=== What to produce ===
Give back the data below exactly, with every line kept the same.

Excerpted records START

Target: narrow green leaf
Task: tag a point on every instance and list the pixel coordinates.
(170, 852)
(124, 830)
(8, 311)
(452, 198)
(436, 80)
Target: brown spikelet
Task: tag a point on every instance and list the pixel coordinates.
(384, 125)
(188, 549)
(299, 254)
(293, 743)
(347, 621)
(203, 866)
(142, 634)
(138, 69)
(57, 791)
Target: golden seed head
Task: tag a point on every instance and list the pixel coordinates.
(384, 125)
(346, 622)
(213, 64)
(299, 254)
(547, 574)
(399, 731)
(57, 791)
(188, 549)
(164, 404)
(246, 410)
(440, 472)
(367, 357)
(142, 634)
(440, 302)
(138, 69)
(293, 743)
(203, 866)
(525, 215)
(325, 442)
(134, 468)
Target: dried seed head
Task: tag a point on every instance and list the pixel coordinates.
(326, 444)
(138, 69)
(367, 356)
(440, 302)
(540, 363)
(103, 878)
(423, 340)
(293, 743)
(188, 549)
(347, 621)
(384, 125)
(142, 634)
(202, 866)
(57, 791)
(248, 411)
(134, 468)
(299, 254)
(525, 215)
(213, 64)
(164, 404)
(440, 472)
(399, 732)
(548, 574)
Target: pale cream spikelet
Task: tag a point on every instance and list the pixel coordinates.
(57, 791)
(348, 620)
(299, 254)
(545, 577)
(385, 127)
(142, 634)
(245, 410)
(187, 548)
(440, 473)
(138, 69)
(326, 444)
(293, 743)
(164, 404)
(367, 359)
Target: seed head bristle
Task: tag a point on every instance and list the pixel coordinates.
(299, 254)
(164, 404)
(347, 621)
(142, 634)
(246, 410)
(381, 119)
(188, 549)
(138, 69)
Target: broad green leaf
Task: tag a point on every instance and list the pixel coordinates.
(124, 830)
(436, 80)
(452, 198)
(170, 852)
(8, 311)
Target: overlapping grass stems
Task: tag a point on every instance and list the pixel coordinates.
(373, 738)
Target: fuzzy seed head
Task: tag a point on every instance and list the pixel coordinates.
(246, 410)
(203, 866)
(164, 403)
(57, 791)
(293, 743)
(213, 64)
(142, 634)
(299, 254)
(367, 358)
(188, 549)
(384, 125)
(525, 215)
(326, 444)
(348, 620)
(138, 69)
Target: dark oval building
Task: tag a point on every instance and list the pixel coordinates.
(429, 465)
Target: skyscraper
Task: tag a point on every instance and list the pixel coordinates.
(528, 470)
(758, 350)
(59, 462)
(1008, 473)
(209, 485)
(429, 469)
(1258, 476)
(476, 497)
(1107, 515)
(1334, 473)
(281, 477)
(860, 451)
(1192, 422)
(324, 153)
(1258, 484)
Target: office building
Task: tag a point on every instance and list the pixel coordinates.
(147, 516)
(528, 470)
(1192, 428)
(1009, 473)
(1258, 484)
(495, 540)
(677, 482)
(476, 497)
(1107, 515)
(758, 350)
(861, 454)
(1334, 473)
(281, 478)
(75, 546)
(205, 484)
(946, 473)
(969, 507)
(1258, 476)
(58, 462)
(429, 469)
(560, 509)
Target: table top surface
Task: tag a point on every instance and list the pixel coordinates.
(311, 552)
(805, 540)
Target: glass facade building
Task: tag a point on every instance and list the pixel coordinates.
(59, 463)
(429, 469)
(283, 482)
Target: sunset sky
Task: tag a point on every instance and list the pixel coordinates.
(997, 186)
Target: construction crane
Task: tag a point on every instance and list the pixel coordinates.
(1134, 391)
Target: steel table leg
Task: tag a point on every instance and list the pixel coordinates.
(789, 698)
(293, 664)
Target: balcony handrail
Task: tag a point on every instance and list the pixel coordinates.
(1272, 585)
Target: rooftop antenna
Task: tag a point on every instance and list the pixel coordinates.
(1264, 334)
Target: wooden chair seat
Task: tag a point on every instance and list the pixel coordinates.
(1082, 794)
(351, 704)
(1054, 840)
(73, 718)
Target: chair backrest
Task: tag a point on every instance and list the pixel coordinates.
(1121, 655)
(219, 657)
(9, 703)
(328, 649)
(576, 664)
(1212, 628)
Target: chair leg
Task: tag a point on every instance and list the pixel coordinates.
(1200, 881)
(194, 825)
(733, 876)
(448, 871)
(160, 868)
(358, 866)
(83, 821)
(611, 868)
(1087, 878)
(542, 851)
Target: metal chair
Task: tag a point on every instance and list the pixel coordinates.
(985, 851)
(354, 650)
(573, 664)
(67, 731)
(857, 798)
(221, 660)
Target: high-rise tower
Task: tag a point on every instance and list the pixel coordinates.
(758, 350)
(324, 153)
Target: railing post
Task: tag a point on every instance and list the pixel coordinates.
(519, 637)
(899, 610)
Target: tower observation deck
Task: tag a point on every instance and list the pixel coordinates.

Excerpted records END

=== Finished task ===
Target: narrow green leaf
Task: tag a point on every instance and list the pixel coordinates.
(170, 852)
(124, 830)
(8, 311)
(452, 198)
(436, 80)
Target: brown spikelet
Task: tag a point on every instance and list the pixel coordinates.
(384, 125)
(188, 549)
(299, 254)
(293, 743)
(347, 621)
(203, 866)
(142, 634)
(138, 69)
(57, 791)
Target: golden seed head
Task: tag a point on every instance and list the pixel coordinates.
(384, 125)
(346, 622)
(213, 64)
(299, 254)
(547, 574)
(399, 731)
(57, 791)
(188, 549)
(164, 404)
(246, 410)
(440, 472)
(367, 357)
(142, 634)
(440, 302)
(138, 69)
(293, 743)
(203, 866)
(525, 215)
(325, 442)
(134, 468)
Target: dried seed head
Task: tag a point on every instance and list the pixel coordinates.
(326, 444)
(138, 69)
(367, 356)
(440, 302)
(540, 363)
(103, 878)
(423, 340)
(293, 743)
(188, 549)
(347, 621)
(384, 125)
(142, 634)
(202, 866)
(57, 791)
(248, 411)
(134, 468)
(299, 254)
(525, 215)
(213, 64)
(164, 404)
(440, 472)
(399, 732)
(548, 574)
Target: pale cream spikelet
Task: tag a point on every instance and list the pixel coordinates.
(57, 791)
(348, 620)
(299, 254)
(545, 577)
(385, 127)
(142, 634)
(245, 410)
(187, 548)
(440, 473)
(138, 69)
(326, 444)
(293, 743)
(164, 404)
(367, 359)
Target: seed head bristle
Task: tag a point on every instance and list the pixel coordinates.
(299, 254)
(164, 404)
(347, 621)
(142, 634)
(246, 410)
(381, 119)
(188, 549)
(138, 69)
Target: broad green leaf
Task: tag a point on every instance and list the pixel coordinates.
(124, 830)
(436, 80)
(452, 198)
(170, 852)
(8, 311)
Target: overlapping grass stems
Task: tag a point on every instance and list the pixel coordinates.
(373, 738)
Target: fuzzy seed head
Task: tag a point on every instance and list the pixel coordinates.
(246, 410)
(203, 866)
(164, 403)
(57, 791)
(293, 743)
(213, 64)
(142, 634)
(299, 254)
(367, 358)
(188, 549)
(384, 125)
(525, 215)
(326, 444)
(348, 620)
(138, 69)
Target: dark oval building
Task: tag a point on every instance and list the pixel coordinates.
(429, 465)
Target: skyscraper
Task: tag a point on every instance and list the pixel coordinates.
(528, 470)
(758, 350)
(59, 462)
(1008, 473)
(209, 485)
(429, 469)
(1258, 476)
(476, 497)
(1107, 515)
(1334, 473)
(281, 477)
(860, 451)
(1192, 422)
(324, 153)
(1258, 484)
Target: office building
Task: tag a point on every instance and list the pixel coordinates.
(147, 516)
(528, 470)
(1192, 428)
(1009, 473)
(1258, 484)
(495, 540)
(677, 482)
(476, 497)
(1107, 515)
(758, 350)
(861, 454)
(1334, 473)
(281, 478)
(75, 546)
(205, 484)
(946, 473)
(969, 507)
(1258, 476)
(58, 462)
(429, 469)
(560, 509)
Target: table top surface
Task: tag a point on every instance and list the pixel coordinates.
(311, 552)
(805, 540)
Target: glass facade building
Task: tag a point on every instance and list the pixel coordinates.
(59, 463)
(429, 469)
(283, 482)
Target: sunset sky
Task: tag a point on every instance and list the pixel coordinates.
(997, 186)
Target: construction crane
Task: tag a point on every instance and list the pixel coordinates.
(1134, 391)
Target: steel table leg
Task: tag a point on every instance and list the pixel coordinates.
(789, 698)
(293, 664)
Target: balcony handrail
Task: tag a point on every instance and list the pixel coordinates.
(1272, 585)
Target: rooftop antenna
Task: tag a point on every instance and list the pixel coordinates.
(1264, 334)
Target: wooden chair seat
Task: tag a point on every instance and list the pixel coordinates.
(1082, 794)
(351, 704)
(1054, 840)
(73, 718)
Target: chair backrest
Task: tag a point on every instance and list the pixel coordinates.
(1121, 655)
(219, 657)
(9, 703)
(328, 649)
(576, 664)
(1212, 628)
Target: chair leg
Task: tag a point on every instance and list the pixel coordinates.
(1200, 881)
(194, 825)
(733, 876)
(448, 871)
(160, 868)
(358, 866)
(83, 821)
(611, 868)
(1087, 878)
(542, 851)
Target: metal chair
Task: tag a point on every instance and list the pixel coordinates.
(985, 851)
(354, 650)
(573, 664)
(67, 731)
(857, 798)
(221, 660)
Target: high-rise tower
Task: tag a point on every instance and list the pixel coordinates.
(758, 350)
(324, 153)
Target: railing post
Task: tag a point on every instance and list the pixel coordinates.
(519, 637)
(899, 610)
Target: tower observation deck
Task: tag a point on every instance and list the pixel coordinates.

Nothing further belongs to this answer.